Stored items from a collection
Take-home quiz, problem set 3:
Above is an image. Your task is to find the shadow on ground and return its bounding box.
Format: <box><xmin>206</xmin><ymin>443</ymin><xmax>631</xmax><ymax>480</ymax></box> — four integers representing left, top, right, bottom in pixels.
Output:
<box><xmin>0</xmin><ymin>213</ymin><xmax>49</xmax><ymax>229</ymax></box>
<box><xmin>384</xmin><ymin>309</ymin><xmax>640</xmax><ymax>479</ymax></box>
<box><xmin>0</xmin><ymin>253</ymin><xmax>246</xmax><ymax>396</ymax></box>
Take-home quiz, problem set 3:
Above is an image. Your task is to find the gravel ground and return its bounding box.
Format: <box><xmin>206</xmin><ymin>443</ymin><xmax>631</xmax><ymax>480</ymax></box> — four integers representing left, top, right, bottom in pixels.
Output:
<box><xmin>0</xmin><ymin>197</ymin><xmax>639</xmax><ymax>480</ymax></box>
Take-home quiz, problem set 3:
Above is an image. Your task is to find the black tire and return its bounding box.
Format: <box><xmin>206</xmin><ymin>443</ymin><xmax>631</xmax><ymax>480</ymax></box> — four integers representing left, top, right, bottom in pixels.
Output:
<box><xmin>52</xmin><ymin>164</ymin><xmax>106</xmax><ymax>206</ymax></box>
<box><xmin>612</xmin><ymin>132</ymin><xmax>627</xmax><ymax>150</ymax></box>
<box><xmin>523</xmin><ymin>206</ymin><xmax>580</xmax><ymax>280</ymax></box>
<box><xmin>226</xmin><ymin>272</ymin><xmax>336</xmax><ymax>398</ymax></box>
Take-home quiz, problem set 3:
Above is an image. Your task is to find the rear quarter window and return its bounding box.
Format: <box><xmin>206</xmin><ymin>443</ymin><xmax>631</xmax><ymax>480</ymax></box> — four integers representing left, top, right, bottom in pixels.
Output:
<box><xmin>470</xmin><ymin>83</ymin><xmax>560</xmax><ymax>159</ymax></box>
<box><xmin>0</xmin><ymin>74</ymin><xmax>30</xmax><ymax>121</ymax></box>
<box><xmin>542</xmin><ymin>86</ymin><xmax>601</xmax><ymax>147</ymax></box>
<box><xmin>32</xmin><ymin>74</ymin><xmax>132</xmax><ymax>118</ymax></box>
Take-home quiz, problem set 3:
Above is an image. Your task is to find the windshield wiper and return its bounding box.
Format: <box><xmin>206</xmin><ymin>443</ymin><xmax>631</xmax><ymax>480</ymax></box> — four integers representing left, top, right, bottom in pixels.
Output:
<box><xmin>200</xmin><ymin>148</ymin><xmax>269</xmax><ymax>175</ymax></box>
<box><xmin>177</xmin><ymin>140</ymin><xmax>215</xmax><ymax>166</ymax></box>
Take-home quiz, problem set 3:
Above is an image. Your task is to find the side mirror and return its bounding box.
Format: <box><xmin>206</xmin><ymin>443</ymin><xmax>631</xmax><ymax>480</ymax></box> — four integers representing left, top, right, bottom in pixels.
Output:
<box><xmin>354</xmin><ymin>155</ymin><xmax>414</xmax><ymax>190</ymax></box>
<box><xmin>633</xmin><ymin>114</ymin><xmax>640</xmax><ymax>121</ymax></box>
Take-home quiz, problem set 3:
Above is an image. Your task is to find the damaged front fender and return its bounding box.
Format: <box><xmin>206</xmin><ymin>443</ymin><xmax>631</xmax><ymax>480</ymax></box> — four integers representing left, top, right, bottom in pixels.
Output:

TASK ITEM: Give the number of lines in the records where the word "Above" occurs, and add nothing.

EXERCISE OUTPUT: 7